**Stated exercise:** Which lines in the listing below contain the word "breaking", matching case exactly? Pick out each of those lines and copy it.

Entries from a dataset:
'''
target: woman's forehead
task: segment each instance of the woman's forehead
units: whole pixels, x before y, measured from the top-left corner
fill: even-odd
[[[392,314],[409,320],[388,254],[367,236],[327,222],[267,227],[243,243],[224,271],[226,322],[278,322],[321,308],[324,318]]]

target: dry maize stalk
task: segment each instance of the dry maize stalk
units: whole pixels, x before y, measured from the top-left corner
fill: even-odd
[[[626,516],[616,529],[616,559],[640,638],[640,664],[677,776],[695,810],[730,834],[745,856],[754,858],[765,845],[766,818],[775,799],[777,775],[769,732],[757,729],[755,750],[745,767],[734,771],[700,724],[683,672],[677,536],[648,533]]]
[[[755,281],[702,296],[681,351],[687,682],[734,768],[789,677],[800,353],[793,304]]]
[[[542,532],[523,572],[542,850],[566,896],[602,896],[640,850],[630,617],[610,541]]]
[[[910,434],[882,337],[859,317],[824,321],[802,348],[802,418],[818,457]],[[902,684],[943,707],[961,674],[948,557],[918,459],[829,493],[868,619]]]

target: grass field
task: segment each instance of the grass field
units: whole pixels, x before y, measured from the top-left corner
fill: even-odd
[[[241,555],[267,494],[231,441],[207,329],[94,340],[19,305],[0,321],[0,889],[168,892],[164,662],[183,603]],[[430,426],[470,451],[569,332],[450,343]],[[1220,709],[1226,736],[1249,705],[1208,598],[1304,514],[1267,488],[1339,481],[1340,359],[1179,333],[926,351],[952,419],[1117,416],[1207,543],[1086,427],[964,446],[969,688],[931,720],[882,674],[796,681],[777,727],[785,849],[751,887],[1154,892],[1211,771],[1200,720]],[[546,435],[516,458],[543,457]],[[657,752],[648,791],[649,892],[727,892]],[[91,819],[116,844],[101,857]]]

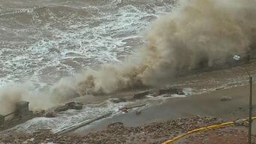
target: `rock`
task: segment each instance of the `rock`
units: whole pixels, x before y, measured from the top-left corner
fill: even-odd
[[[79,102],[70,102],[65,104],[68,109],[81,110],[83,109],[83,104]]]
[[[177,94],[179,95],[183,95],[185,93],[182,89],[179,88],[161,88],[158,90],[158,94]]]
[[[221,101],[227,101],[227,100],[231,100],[232,98],[231,97],[221,97]]]
[[[47,118],[55,118],[56,117],[56,114],[54,112],[49,112],[45,114],[45,117]]]
[[[140,115],[141,113],[141,110],[137,110],[136,111],[136,115]]]
[[[125,98],[116,98],[116,99],[110,100],[110,101],[114,104],[118,104],[118,103],[126,102],[126,99]]]
[[[74,110],[82,110],[83,109],[83,105],[82,104],[76,104],[73,105],[72,109],[74,109]]]
[[[68,110],[68,107],[67,106],[62,106],[59,107],[57,107],[56,110],[54,110],[54,112],[63,112]]]
[[[134,94],[134,99],[138,100],[138,99],[144,98],[145,96],[149,94],[149,91],[145,91],[145,92],[143,92]]]
[[[245,121],[242,121],[241,119],[237,119],[237,120],[234,121],[233,123],[236,126],[239,126],[239,125],[246,125],[246,124],[245,124],[246,122]]]

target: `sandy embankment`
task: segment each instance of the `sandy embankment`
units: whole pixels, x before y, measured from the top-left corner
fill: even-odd
[[[255,92],[255,84],[253,91]],[[254,96],[255,94],[253,94]],[[231,98],[221,100],[222,97]],[[235,120],[248,116],[248,86],[216,90],[209,93],[186,98],[170,99],[162,104],[149,106],[137,115],[136,110],[128,113],[114,116],[113,118],[97,122],[89,126],[81,128],[74,133],[99,130],[114,122],[122,122],[125,126],[142,126],[154,122],[174,120],[197,116],[216,117],[223,121]],[[253,101],[253,107],[256,100]],[[256,112],[254,110],[254,114]]]

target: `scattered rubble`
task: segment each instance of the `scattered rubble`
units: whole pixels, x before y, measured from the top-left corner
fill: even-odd
[[[38,130],[33,134],[0,135],[0,143],[158,143],[177,134],[200,126],[218,123],[215,118],[194,117],[173,121],[154,122],[140,127],[125,127],[122,122],[110,124],[101,131],[86,135],[54,134],[50,130]]]
[[[80,102],[70,102],[65,104],[68,109],[81,110],[83,109],[83,104]]]
[[[166,94],[177,94],[179,95],[185,94],[183,91],[179,88],[160,88],[158,90],[158,95]]]
[[[123,102],[126,102],[126,99],[125,98],[115,98],[115,99],[112,99],[110,100],[110,101],[112,103],[114,104],[118,104],[118,103],[123,103]]]
[[[55,118],[56,116],[57,116],[57,115],[54,112],[48,112],[45,114],[45,117],[47,117],[47,118]]]
[[[54,112],[63,112],[68,109],[81,110],[83,109],[83,104],[80,102],[70,102],[66,104],[65,106],[61,106],[55,109]]]
[[[231,97],[221,97],[221,101],[227,101],[227,100],[231,100],[232,98]]]
[[[139,93],[134,94],[134,99],[139,100],[139,99],[144,98],[145,96],[148,95],[149,94],[149,91],[145,91],[143,92],[139,92]]]

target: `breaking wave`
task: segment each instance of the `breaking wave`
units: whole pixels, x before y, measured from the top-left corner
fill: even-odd
[[[58,103],[87,94],[155,86],[182,71],[214,67],[216,62],[224,64],[231,56],[248,53],[255,44],[255,5],[256,0],[180,1],[152,23],[144,34],[146,43],[131,56],[63,78],[41,95]],[[2,101],[6,95],[2,94]],[[20,99],[29,99],[26,95]]]
[[[145,34],[146,43],[131,58],[62,79],[55,85],[53,95],[62,95],[64,89],[84,95],[154,86],[200,67],[202,62],[204,67],[212,67],[215,61],[246,53],[255,38],[255,2],[181,1],[152,24]]]

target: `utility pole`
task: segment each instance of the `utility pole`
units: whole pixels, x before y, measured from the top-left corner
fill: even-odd
[[[234,56],[233,57],[233,59],[236,61],[240,60],[240,56]],[[250,72],[246,68],[245,70],[247,73],[247,75],[249,76],[249,82],[250,82],[250,95],[249,95],[249,107],[248,107],[248,143],[251,144],[251,123],[252,123],[252,119],[251,119],[251,111],[252,111],[252,76],[250,74]]]
[[[249,98],[249,117],[248,117],[248,144],[251,144],[251,111],[252,111],[252,76],[250,76],[250,98]]]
'''
**Correct output:**
target: `breaking wave`
task: segment each instance of the `breaking wave`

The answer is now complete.